The problem =>
Could you echo the rows word for word, from the start of the rows through the line that contains "294 549 L 262", both ends included, and leave the pictures out of your answer?

***** Data supplied

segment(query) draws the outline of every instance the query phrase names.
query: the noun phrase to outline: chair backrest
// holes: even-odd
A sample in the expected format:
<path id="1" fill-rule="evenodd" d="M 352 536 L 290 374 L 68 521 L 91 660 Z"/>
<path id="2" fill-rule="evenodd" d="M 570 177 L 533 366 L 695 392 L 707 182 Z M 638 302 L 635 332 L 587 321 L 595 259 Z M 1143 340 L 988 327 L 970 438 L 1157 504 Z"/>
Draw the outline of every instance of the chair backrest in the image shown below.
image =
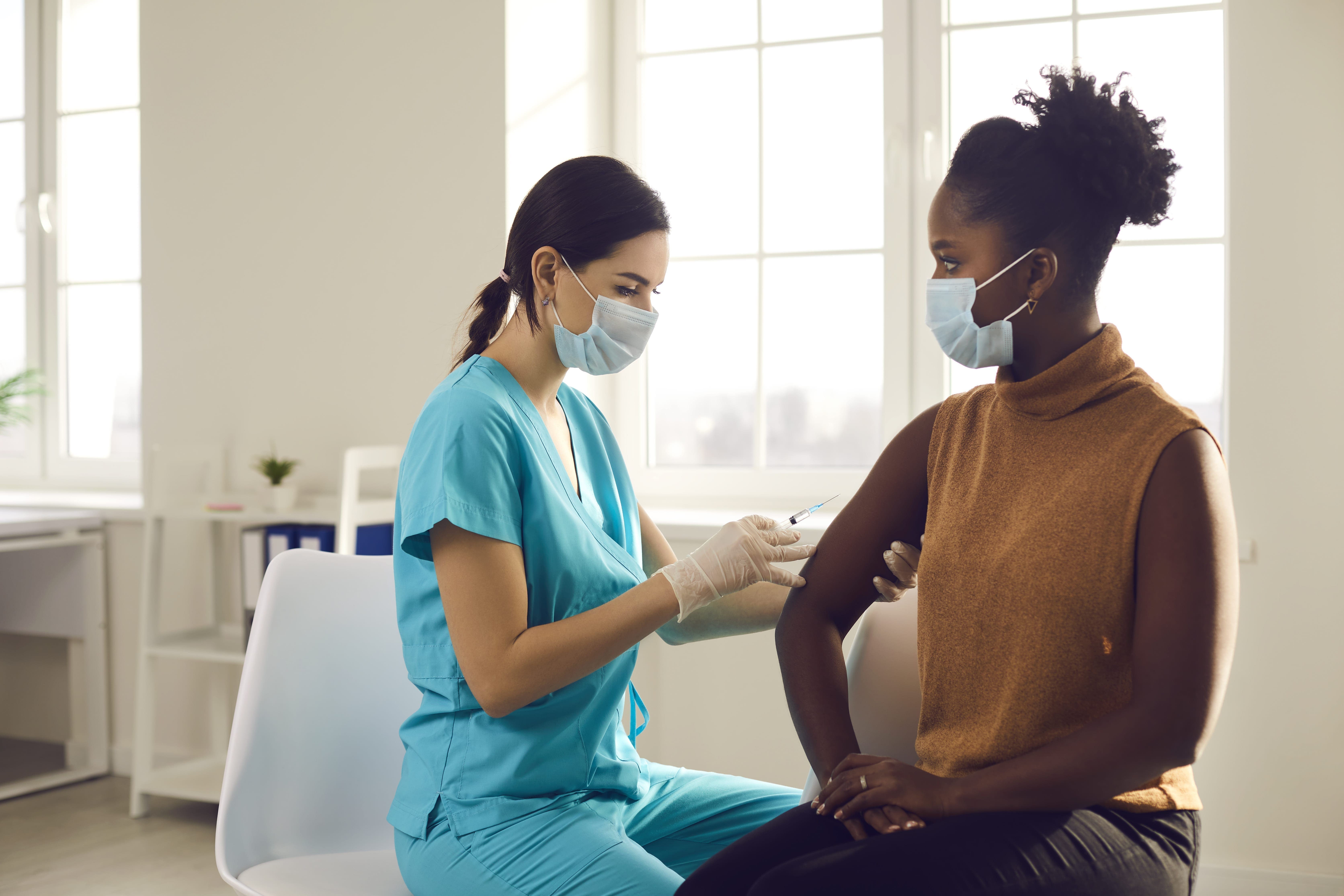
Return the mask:
<path id="1" fill-rule="evenodd" d="M 294 549 L 262 580 L 215 827 L 230 885 L 253 865 L 392 848 L 398 728 L 419 705 L 390 556 Z M 239 892 L 247 892 L 246 888 Z"/>
<path id="2" fill-rule="evenodd" d="M 918 590 L 895 603 L 874 603 L 863 614 L 845 669 L 849 677 L 849 720 L 863 752 L 914 764 L 919 729 L 919 661 L 915 654 Z M 820 790 L 808 772 L 802 802 Z"/>
<path id="3" fill-rule="evenodd" d="M 340 477 L 336 553 L 355 553 L 355 531 L 359 527 L 392 521 L 395 502 L 390 498 L 362 501 L 359 498 L 359 480 L 366 470 L 395 470 L 401 462 L 401 445 L 364 445 L 345 449 Z"/>

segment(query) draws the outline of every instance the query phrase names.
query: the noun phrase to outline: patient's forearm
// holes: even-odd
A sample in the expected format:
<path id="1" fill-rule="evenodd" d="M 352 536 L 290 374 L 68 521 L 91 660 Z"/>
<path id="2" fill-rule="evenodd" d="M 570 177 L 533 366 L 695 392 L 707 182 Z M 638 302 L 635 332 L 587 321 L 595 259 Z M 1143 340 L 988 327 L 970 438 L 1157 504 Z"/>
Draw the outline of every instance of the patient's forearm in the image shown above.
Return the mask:
<path id="1" fill-rule="evenodd" d="M 800 599 L 785 606 L 774 634 L 793 727 L 823 785 L 841 759 L 859 752 L 841 639 L 829 617 Z"/>

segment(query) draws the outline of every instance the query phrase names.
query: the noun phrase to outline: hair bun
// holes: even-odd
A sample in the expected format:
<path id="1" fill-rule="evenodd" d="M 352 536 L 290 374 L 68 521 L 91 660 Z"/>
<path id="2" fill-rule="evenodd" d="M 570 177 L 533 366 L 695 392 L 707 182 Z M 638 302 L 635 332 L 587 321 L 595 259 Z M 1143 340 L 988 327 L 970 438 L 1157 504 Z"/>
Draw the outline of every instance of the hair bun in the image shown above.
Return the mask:
<path id="1" fill-rule="evenodd" d="M 1036 116 L 1025 130 L 1081 192 L 1117 219 L 1152 226 L 1167 218 L 1171 179 L 1180 165 L 1161 145 L 1165 120 L 1149 120 L 1130 91 L 1120 89 L 1125 74 L 1098 87 L 1094 75 L 1051 66 L 1042 71 L 1048 95 L 1020 90 L 1013 101 Z"/>

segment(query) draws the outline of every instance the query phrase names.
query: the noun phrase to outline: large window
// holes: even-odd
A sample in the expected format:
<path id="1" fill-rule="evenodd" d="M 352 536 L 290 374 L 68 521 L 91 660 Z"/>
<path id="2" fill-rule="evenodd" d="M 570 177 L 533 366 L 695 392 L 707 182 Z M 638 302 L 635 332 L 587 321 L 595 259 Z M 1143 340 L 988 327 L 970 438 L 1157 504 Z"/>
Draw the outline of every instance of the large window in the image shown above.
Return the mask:
<path id="1" fill-rule="evenodd" d="M 1012 102 L 1043 89 L 1042 66 L 1068 66 L 1124 86 L 1163 117 L 1176 153 L 1171 218 L 1125 227 L 1098 290 L 1125 351 L 1219 438 L 1223 429 L 1224 185 L 1223 4 L 1161 0 L 950 0 L 945 46 L 949 150 L 991 116 L 1025 120 Z M 995 368 L 950 364 L 952 391 L 992 382 Z"/>
<path id="2" fill-rule="evenodd" d="M 923 326 L 927 206 L 966 128 L 1024 117 L 1013 94 L 1074 59 L 1129 73 L 1183 165 L 1171 219 L 1121 232 L 1102 320 L 1222 433 L 1222 4 L 509 0 L 508 40 L 509 208 L 582 148 L 672 215 L 646 357 L 573 377 L 650 502 L 852 492 L 911 415 L 993 376 Z"/>
<path id="3" fill-rule="evenodd" d="M 652 467 L 866 467 L 880 447 L 878 0 L 645 0 L 641 171 L 673 219 Z"/>
<path id="4" fill-rule="evenodd" d="M 138 34 L 137 0 L 0 0 L 0 375 L 46 384 L 7 480 L 138 478 Z"/>

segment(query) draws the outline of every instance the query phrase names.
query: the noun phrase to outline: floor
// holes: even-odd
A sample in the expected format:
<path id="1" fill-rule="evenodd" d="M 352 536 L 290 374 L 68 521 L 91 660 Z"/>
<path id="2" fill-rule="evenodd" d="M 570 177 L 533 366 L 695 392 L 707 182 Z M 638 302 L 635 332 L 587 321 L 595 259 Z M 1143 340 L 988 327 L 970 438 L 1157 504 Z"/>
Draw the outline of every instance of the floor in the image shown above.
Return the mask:
<path id="1" fill-rule="evenodd" d="M 106 776 L 0 802 L 5 896 L 227 896 L 215 806 L 155 797 L 130 818 L 130 779 Z"/>

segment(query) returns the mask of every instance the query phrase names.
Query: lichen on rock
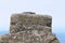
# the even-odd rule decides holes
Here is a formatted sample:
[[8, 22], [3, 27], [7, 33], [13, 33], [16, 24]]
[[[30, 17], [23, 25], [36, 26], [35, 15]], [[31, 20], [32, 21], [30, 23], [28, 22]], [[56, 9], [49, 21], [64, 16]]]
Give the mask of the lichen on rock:
[[13, 14], [10, 33], [0, 35], [0, 43], [60, 43], [52, 33], [52, 17], [31, 12]]

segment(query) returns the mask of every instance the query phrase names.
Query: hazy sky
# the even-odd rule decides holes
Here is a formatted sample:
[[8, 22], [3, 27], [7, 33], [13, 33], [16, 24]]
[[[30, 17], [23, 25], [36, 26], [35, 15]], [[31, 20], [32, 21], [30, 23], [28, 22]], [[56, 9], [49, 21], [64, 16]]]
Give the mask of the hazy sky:
[[36, 12], [52, 15], [53, 30], [65, 30], [64, 0], [0, 0], [0, 30], [9, 30], [13, 13]]

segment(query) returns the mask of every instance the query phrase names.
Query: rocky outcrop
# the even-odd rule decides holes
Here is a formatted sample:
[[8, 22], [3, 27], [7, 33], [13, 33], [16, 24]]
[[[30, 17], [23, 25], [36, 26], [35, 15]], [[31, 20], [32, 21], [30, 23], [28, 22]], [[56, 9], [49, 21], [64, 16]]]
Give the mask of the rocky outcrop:
[[60, 43], [52, 33], [52, 17], [32, 12], [13, 14], [10, 33], [0, 35], [0, 43]]

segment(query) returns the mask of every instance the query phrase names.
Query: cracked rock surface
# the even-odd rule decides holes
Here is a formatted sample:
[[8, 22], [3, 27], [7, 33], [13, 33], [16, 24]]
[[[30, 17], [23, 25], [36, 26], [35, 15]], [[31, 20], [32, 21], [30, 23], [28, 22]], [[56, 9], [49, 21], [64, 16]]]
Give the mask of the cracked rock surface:
[[0, 43], [60, 43], [52, 33], [52, 17], [24, 12], [11, 16], [10, 33], [0, 35]]

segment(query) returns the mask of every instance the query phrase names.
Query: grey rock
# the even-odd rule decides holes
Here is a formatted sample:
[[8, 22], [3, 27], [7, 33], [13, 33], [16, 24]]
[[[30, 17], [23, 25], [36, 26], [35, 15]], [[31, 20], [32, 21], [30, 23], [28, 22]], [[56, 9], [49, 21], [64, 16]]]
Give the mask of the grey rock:
[[0, 43], [60, 43], [52, 33], [52, 17], [32, 12], [13, 14], [10, 33], [0, 35]]

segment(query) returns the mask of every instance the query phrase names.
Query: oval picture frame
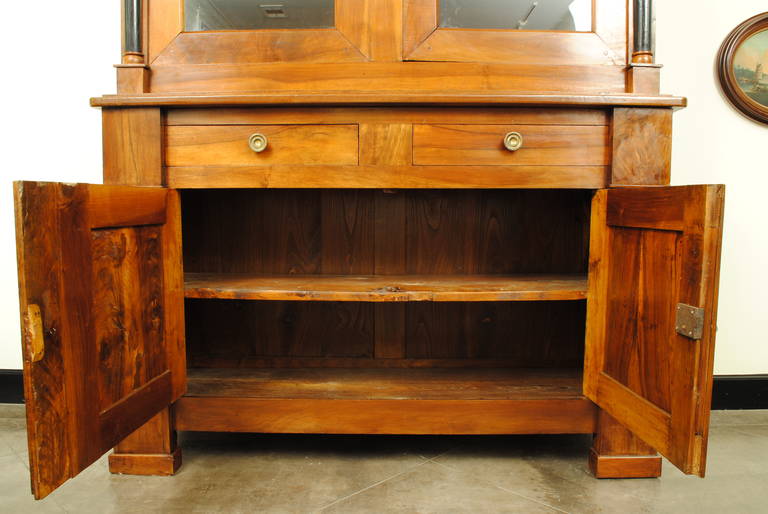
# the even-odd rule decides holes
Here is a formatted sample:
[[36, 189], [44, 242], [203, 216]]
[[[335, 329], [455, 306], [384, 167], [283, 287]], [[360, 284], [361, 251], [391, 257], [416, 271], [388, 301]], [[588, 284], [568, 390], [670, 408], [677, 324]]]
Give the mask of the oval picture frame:
[[768, 124], [768, 62], [761, 64], [761, 59], [768, 61], [768, 12], [733, 29], [717, 55], [717, 74], [725, 96], [746, 116]]

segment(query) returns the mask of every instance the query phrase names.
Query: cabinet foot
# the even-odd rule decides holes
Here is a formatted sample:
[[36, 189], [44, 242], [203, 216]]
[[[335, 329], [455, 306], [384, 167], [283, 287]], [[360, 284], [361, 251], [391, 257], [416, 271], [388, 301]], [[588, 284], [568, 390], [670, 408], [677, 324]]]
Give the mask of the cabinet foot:
[[126, 437], [109, 456], [109, 471], [125, 475], [173, 475], [181, 467], [169, 409]]
[[181, 467], [181, 448], [170, 454], [112, 453], [110, 473], [123, 475], [173, 475]]
[[600, 410], [589, 451], [589, 469], [596, 478], [657, 478], [661, 476], [661, 457]]
[[661, 476], [658, 455], [599, 455], [589, 451], [589, 469], [595, 478], [657, 478]]

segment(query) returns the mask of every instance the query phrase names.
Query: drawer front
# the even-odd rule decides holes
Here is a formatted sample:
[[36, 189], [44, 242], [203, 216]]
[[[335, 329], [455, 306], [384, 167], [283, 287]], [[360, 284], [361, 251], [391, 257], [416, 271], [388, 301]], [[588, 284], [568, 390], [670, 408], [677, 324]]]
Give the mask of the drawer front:
[[[505, 136], [522, 136], [518, 150]], [[608, 127], [590, 125], [415, 125], [415, 165], [605, 166], [610, 162]]]
[[[266, 148], [249, 145], [254, 134]], [[356, 165], [357, 125], [169, 126], [167, 166]]]

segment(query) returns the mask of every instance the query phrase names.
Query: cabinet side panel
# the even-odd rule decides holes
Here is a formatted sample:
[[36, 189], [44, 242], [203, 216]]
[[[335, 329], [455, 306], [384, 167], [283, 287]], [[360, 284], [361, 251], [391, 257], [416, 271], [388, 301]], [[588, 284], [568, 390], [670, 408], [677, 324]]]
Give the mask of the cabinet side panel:
[[102, 124], [105, 184], [165, 184], [159, 108], [104, 108]]
[[612, 186], [667, 185], [672, 160], [672, 109], [613, 110]]

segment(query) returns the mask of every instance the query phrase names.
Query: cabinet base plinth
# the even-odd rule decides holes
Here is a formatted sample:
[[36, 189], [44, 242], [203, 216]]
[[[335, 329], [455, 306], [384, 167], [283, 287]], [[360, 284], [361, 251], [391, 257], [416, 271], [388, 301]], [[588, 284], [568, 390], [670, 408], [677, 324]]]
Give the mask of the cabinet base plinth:
[[170, 454], [112, 453], [109, 471], [122, 475], [169, 476], [181, 467], [181, 448]]
[[658, 478], [661, 457], [658, 455], [599, 455], [589, 451], [589, 469], [595, 478]]

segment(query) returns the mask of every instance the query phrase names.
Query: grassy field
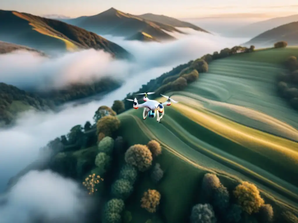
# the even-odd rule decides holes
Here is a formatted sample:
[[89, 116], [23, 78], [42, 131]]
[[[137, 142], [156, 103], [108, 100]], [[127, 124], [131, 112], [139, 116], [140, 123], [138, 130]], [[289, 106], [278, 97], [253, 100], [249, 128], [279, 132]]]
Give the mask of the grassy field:
[[[128, 201], [132, 222], [187, 222], [207, 172], [217, 173], [230, 189], [241, 180], [252, 182], [274, 209], [282, 205], [298, 213], [298, 114], [274, 86], [283, 57], [297, 54], [294, 48], [268, 50], [212, 62], [185, 91], [169, 93], [181, 102], [165, 108], [162, 123], [143, 121], [142, 109], [119, 116], [129, 145], [154, 139], [164, 148], [156, 161], [164, 178], [155, 185], [145, 173]], [[161, 219], [153, 220], [158, 215], [140, 207], [149, 188], [162, 194]]]

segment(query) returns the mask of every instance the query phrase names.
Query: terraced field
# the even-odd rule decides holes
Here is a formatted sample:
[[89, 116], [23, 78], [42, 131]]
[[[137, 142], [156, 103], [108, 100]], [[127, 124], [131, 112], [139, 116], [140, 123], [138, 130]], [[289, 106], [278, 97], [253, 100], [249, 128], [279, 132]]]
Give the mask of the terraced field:
[[163, 221], [187, 221], [207, 171], [228, 188], [240, 179], [252, 182], [274, 208], [282, 203], [298, 212], [298, 113], [276, 95], [275, 76], [283, 70], [276, 57], [260, 62], [242, 55], [213, 62], [185, 90], [169, 93], [180, 102], [166, 108], [161, 123], [143, 121], [142, 109], [119, 116], [130, 145], [153, 138], [164, 147], [157, 161], [164, 177], [156, 185], [143, 177], [128, 204], [132, 222], [152, 217], [138, 206], [148, 188], [162, 195]]

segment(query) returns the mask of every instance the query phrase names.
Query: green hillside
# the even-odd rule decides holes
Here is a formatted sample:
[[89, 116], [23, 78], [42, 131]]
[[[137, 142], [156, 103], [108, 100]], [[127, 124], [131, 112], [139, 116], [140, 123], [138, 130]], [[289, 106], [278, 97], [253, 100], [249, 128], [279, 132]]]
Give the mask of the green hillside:
[[[62, 136], [48, 144], [54, 154], [48, 167], [81, 182], [90, 174], [103, 177], [94, 195], [107, 204], [98, 211], [106, 211], [103, 216], [108, 222], [122, 217], [131, 223], [188, 222], [193, 207], [206, 202], [212, 206], [202, 214], [215, 216], [221, 223], [298, 222], [298, 113], [280, 98], [276, 83], [285, 70], [284, 56], [298, 51], [253, 48], [236, 46], [205, 55], [142, 86], [141, 91], [155, 87], [179, 102], [165, 106], [160, 123], [155, 119], [143, 120], [142, 109], [129, 109], [115, 116], [109, 108], [99, 108], [96, 128], [88, 122], [83, 128], [76, 125], [67, 139]], [[243, 52], [236, 52], [240, 50]], [[115, 102], [112, 108], [116, 109]], [[161, 154], [158, 146], [153, 150], [148, 144], [152, 139], [161, 145]], [[138, 148], [139, 153], [132, 153]], [[101, 153], [96, 158], [97, 152]], [[124, 165], [131, 163], [137, 171]], [[157, 164], [159, 174], [163, 173], [159, 180], [155, 179], [160, 177], [154, 173]], [[144, 167], [149, 169], [142, 170]], [[44, 168], [29, 167], [10, 183], [30, 169]], [[208, 181], [207, 173], [215, 174], [222, 184], [216, 186], [216, 179]], [[203, 186], [208, 183], [214, 185], [209, 191]], [[220, 188], [226, 190], [227, 198]], [[156, 191], [150, 191], [155, 193], [152, 200], [148, 205], [142, 201], [142, 207], [140, 201], [148, 189]], [[245, 191], [243, 202], [237, 189]], [[208, 191], [212, 193], [207, 199]], [[124, 201], [125, 208], [119, 207], [121, 201], [108, 205], [114, 198]], [[158, 208], [150, 212], [150, 205], [160, 199]], [[236, 203], [240, 213], [231, 211]], [[273, 208], [271, 219], [264, 220], [271, 215], [263, 212], [264, 203]], [[226, 218], [231, 213], [237, 219]]]
[[[171, 18], [172, 20], [176, 19]], [[143, 32], [161, 40], [174, 39], [175, 38], [173, 37], [164, 30], [183, 33], [175, 28], [174, 25], [177, 24], [177, 22], [176, 23], [172, 22], [172, 24], [156, 20], [147, 19], [111, 8], [94, 15], [67, 20], [67, 22], [100, 35], [111, 34], [128, 38], [138, 33]], [[188, 26], [196, 30], [199, 29], [207, 32], [192, 24]]]
[[267, 30], [253, 38], [248, 44], [266, 46], [280, 41], [285, 41], [289, 45], [298, 45], [298, 22], [283, 25]]
[[119, 58], [130, 54], [98, 35], [67, 23], [26, 13], [0, 10], [0, 40], [27, 46], [46, 52], [103, 49]]
[[209, 32], [191, 23], [181, 21], [175, 18], [172, 18], [163, 15], [157, 15], [151, 13], [148, 13], [138, 15], [138, 16], [148, 20], [169, 25], [174, 27], [190, 28], [197, 31]]

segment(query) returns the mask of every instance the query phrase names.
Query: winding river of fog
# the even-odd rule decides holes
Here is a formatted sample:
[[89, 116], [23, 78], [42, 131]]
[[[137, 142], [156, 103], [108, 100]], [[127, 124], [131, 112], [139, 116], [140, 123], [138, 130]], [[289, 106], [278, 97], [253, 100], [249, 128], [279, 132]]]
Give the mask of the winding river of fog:
[[[123, 64], [113, 64], [113, 66], [119, 66], [113, 67], [117, 68], [115, 70], [118, 73], [114, 72], [115, 75], [119, 74], [122, 78], [124, 77], [125, 82], [120, 88], [106, 95], [102, 100], [75, 107], [73, 106], [73, 103], [70, 103], [65, 105], [64, 110], [56, 114], [28, 112], [20, 117], [14, 127], [0, 130], [0, 191], [4, 189], [10, 177], [38, 158], [40, 147], [55, 137], [66, 134], [74, 125], [83, 125], [88, 120], [92, 123], [94, 113], [99, 106], [111, 106], [114, 100], [122, 99], [127, 94], [138, 90], [142, 84], [177, 65], [207, 53], [212, 53], [226, 47], [240, 44], [247, 40], [223, 38], [197, 33], [194, 34], [193, 32], [192, 35], [186, 37], [177, 34], [178, 40], [163, 44], [125, 41], [121, 38], [111, 39], [110, 37], [107, 37], [107, 38], [119, 44], [134, 54], [137, 59], [136, 65], [139, 66], [139, 69], [134, 70], [135, 73], [121, 76], [122, 69], [124, 72], [129, 70], [125, 70], [125, 67], [123, 67]], [[0, 58], [0, 63], [1, 59]], [[94, 66], [94, 69], [96, 68], [95, 62], [96, 61], [90, 65]], [[60, 65], [63, 61], [56, 62]], [[111, 62], [107, 61], [107, 63]], [[109, 64], [112, 65], [108, 64], [106, 66]], [[40, 65], [39, 66], [38, 69], [41, 70]], [[47, 67], [49, 67], [48, 65], [47, 66]], [[29, 71], [34, 67], [31, 66], [26, 73], [29, 73]], [[22, 67], [19, 68], [20, 70], [23, 69]], [[69, 70], [62, 70], [67, 72]], [[56, 72], [55, 70], [53, 70], [52, 72]], [[21, 73], [17, 71], [18, 73], [15, 74], [16, 78], [19, 73]], [[47, 73], [57, 74], [50, 73], [48, 71]], [[76, 75], [79, 77], [80, 74]], [[9, 76], [14, 76], [11, 75]], [[0, 76], [0, 81], [1, 78]]]

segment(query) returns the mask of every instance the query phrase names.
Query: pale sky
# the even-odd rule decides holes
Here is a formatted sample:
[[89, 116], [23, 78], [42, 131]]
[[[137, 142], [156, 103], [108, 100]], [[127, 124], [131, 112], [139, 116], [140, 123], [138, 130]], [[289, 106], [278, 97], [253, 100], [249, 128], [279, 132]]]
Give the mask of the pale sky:
[[[148, 12], [176, 18], [243, 14], [270, 18], [298, 14], [297, 0], [4, 0], [0, 9], [37, 15], [72, 17], [98, 14], [113, 7], [135, 15]], [[250, 14], [248, 15], [247, 13]]]

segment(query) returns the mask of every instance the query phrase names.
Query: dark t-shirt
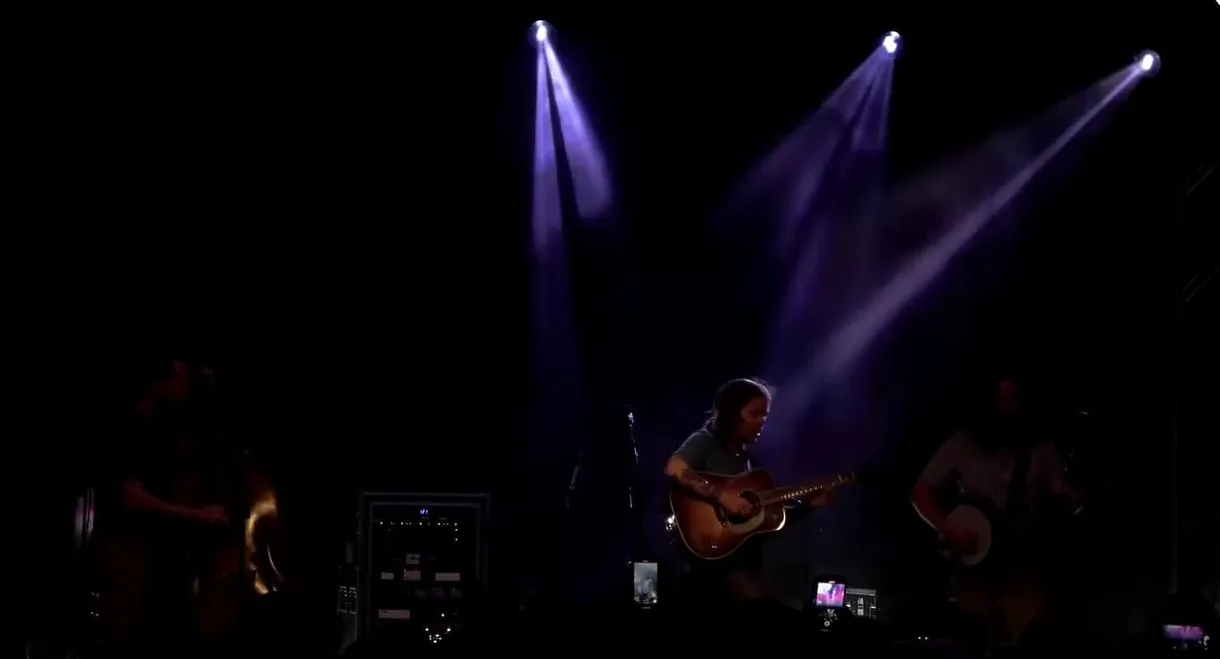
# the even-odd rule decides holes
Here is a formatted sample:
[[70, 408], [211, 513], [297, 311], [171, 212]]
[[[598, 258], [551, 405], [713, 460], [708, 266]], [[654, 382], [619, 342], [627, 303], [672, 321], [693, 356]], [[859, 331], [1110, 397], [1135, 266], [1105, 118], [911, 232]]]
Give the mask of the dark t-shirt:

**********

The reply =>
segment(query) draws the outline of every instance the query phrase names.
query: the noun phrase to outline: chair backrest
// holes: even-odd
A sample in the expected format:
<path id="1" fill-rule="evenodd" d="M 352 536 L 290 374 L 68 521 L 91 660 Z"/>
<path id="2" fill-rule="evenodd" d="M 570 177 L 533 366 L 695 392 L 707 182 Z M 638 302 L 635 332 L 587 321 L 595 259 Z M 1143 340 L 988 327 L 970 438 L 1157 504 Z"/>
Draw the outline of every instance of the chair backrest in the image shown below.
image =
Return the mask:
<path id="1" fill-rule="evenodd" d="M 294 549 L 262 580 L 215 827 L 230 885 L 253 865 L 392 848 L 398 728 L 419 705 L 390 556 Z M 239 892 L 247 892 L 246 888 Z"/>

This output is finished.